SOURCE TEXT>
• • •
The United Kingdom’s Health Protection Agency (HPA) Tuesday revealed the top five countries where travelers from England, Wales and Northern Ireland are most likely to acquire gastrointestinal infection following their visit: Egypt, India, Thailand, Pakistan, and Morocco.
According to the report, half of the 24,322 laboratory confirmed cases of gastrointestinal infection reported in those who had recently traveled abroad between 2004 and 2008 were caused by Salmonella. The report also tracked reports of Campylobacter and Shigella and organisms such as Giardia and Cryptosporidium.
In the agency’s release, HPA travel expert Dr. Jane Jones noted that travelers can take precautions to help avoid illness while traveling.
“There are measures people can take to protect themselves while they are away and it is also important that travel health specialists and the travel industry work together to increase awareness of travelers’ diarrhea and to actively promote prevention strategies in high risk destinations,” said Jones.
“We know from studies that travelers may not follow health advice consistently while abroad,” added Jones. “Personal hygiene and precautionary measures against food and water borne illness are important at all times anywhere, but particularly when traveling to countries with less robust sanitary infrastructure than the UK. Taking sensible precautions such as avoiding tap water and ensuring food is properly cooked will help to keep a holiday at any time of the year both enjoyable and healthy.”
• • •
TASK REQUIREMENTS> According to the report on travelers' gastrointestinal infections, which organism caused half of the laboratory-confirmed cases among recent travelers between 2004 and 2008?

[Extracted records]
• • •
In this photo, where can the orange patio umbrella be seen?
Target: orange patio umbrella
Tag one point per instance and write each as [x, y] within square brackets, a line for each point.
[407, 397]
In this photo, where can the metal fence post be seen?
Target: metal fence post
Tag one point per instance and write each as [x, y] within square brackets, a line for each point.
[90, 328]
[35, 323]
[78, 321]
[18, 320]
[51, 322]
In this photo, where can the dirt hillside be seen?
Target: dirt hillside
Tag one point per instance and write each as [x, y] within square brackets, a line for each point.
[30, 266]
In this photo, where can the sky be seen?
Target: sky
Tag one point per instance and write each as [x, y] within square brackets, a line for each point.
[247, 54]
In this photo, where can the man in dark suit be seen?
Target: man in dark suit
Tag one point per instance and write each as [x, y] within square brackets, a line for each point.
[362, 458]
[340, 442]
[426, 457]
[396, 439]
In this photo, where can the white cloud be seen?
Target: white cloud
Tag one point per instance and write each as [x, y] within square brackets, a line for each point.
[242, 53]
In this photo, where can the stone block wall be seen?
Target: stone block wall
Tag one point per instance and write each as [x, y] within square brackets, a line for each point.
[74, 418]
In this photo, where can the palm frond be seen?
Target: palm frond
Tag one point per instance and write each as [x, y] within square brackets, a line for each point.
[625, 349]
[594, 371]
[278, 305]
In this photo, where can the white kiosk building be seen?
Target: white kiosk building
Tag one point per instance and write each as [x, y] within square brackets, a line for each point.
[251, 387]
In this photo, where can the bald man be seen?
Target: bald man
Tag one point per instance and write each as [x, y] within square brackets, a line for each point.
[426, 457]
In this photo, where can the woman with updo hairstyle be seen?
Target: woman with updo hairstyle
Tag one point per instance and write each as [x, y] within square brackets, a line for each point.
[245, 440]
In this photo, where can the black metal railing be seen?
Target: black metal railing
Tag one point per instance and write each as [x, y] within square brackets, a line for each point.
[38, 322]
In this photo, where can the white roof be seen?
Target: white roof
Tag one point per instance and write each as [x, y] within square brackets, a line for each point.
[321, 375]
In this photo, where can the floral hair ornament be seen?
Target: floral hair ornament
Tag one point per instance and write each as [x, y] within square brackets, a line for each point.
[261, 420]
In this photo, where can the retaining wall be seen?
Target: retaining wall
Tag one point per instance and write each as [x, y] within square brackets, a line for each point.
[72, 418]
• • •
RESULT OF THE TASK> Salmonella caused half of those cases.